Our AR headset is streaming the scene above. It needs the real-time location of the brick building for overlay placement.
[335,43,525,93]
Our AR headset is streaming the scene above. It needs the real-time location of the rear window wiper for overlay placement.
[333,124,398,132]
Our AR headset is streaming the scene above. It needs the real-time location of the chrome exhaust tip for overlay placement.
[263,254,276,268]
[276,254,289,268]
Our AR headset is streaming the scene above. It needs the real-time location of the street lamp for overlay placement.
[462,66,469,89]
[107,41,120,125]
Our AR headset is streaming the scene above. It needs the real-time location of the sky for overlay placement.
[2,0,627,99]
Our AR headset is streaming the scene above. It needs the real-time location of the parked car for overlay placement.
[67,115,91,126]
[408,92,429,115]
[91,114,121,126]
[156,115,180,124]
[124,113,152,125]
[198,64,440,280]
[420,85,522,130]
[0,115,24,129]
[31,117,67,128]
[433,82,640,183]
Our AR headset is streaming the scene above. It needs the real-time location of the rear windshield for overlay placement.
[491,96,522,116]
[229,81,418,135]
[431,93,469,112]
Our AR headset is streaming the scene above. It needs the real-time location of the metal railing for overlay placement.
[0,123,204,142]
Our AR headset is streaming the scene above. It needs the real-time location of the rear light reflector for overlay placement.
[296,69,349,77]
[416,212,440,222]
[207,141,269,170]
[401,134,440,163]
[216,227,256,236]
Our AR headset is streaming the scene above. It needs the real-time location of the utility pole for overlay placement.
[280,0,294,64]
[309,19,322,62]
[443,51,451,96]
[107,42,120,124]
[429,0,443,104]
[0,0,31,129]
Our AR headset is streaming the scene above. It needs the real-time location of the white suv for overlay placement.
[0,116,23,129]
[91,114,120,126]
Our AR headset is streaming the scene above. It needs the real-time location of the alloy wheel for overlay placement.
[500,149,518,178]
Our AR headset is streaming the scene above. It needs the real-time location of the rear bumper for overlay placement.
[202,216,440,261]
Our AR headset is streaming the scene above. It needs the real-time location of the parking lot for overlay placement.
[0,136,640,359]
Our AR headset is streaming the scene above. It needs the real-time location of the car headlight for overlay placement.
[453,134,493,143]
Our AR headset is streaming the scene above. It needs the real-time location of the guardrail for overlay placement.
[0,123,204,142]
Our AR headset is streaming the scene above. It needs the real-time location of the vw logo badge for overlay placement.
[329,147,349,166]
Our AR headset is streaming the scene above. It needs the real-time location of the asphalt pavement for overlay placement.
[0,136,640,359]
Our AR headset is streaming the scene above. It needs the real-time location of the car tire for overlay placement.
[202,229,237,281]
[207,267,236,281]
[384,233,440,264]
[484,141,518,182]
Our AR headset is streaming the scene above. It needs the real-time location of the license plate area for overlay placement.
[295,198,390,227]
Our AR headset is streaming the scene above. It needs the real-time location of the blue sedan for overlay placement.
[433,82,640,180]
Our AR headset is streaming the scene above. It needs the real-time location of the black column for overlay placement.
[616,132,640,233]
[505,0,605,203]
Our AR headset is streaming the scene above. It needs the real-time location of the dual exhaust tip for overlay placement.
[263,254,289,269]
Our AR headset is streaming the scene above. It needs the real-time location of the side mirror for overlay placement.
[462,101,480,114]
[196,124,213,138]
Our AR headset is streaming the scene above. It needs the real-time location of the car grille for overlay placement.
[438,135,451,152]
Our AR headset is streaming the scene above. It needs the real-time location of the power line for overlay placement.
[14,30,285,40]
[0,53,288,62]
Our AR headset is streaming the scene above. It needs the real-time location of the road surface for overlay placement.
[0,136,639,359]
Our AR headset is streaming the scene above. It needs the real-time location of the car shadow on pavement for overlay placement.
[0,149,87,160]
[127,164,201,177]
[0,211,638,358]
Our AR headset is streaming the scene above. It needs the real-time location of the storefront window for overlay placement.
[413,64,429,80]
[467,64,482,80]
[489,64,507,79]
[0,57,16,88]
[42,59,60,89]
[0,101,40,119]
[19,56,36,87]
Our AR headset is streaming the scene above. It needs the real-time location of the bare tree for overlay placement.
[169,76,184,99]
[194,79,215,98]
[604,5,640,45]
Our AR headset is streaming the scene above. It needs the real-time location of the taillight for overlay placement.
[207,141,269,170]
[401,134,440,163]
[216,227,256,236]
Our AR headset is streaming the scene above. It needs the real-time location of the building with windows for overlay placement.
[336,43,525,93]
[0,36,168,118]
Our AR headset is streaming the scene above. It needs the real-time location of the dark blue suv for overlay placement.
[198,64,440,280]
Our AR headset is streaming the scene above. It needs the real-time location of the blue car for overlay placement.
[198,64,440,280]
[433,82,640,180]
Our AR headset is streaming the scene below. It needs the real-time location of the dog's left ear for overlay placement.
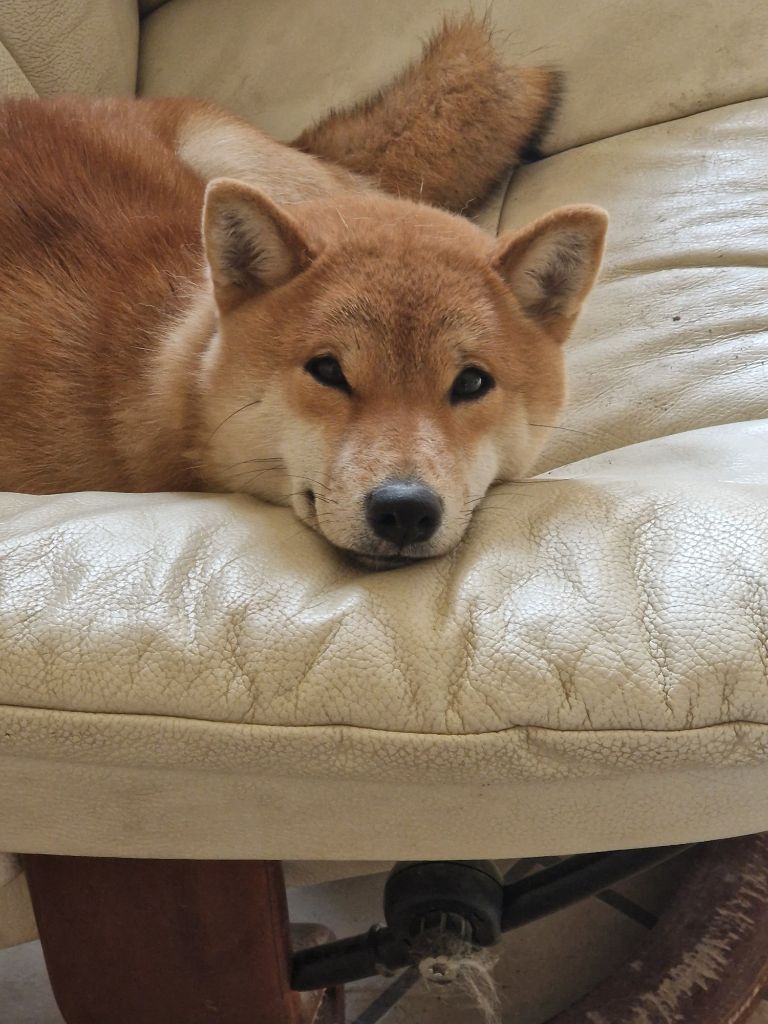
[493,206,608,342]
[203,178,314,311]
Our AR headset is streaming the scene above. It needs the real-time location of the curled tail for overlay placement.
[293,16,560,211]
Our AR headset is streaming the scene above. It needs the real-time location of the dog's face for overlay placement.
[199,181,606,567]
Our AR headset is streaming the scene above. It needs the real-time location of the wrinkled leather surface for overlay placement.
[0,0,138,96]
[0,413,768,859]
[140,0,768,153]
[501,99,768,469]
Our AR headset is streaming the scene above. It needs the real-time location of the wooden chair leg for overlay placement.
[25,854,342,1024]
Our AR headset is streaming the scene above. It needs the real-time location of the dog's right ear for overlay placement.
[203,178,314,311]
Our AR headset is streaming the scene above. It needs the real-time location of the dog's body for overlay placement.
[0,24,604,563]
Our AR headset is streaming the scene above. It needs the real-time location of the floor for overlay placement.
[0,858,768,1024]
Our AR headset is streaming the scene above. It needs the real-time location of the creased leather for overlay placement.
[140,0,768,153]
[0,0,138,96]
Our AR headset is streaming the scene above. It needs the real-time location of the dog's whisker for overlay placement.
[208,398,261,444]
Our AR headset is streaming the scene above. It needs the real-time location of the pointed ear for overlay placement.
[493,206,608,341]
[203,178,313,309]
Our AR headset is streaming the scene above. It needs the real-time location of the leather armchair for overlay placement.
[0,0,768,1019]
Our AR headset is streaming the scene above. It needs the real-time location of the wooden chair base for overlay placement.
[25,834,768,1024]
[549,833,768,1024]
[25,854,343,1024]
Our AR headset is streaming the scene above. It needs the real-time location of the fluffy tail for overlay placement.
[293,16,560,211]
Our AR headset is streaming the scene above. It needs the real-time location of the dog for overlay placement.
[0,19,606,568]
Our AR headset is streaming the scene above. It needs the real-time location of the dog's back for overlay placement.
[0,99,203,492]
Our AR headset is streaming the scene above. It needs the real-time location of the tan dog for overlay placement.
[0,23,606,565]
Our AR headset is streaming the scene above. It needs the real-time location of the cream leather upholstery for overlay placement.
[0,0,768,942]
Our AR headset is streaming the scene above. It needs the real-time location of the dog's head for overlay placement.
[200,180,606,566]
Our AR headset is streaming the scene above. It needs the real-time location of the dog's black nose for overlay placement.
[366,480,442,548]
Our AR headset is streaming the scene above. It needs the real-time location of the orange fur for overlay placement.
[0,24,605,562]
[294,15,561,211]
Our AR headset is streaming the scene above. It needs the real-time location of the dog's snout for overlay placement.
[366,480,442,548]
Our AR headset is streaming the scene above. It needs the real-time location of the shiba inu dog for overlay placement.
[0,22,606,567]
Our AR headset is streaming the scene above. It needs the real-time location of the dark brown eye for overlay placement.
[304,355,352,394]
[451,367,496,404]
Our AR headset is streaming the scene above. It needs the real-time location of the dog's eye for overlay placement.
[451,367,496,403]
[304,355,352,394]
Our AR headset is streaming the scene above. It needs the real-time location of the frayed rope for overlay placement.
[412,931,502,1024]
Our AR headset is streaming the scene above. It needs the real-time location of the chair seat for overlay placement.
[0,411,768,859]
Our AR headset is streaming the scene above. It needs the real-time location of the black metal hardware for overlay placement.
[291,843,696,991]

-*-*-

Work required:
Rewrite the rows that open with the line containing "brown eye for overlay placement." and close with the line containing "[412,931,502,1024]", swapping "frayed rope" for "worn rope" and leaving everything else unchanged. Return only those lines.

Task solution:
Our AR headset is streaming the scene above. It needs the real-time location of the dark brown eye for overlay placement.
[304,355,352,394]
[451,367,496,404]
Our AR headset is streaming the scene above. It needs the real-time location of the dog's eye for overlay placement.
[451,367,496,403]
[304,355,352,394]
Our AR headset is streaming the scene above. It needs the real-time location of the worn rope for overlay placement.
[412,931,502,1024]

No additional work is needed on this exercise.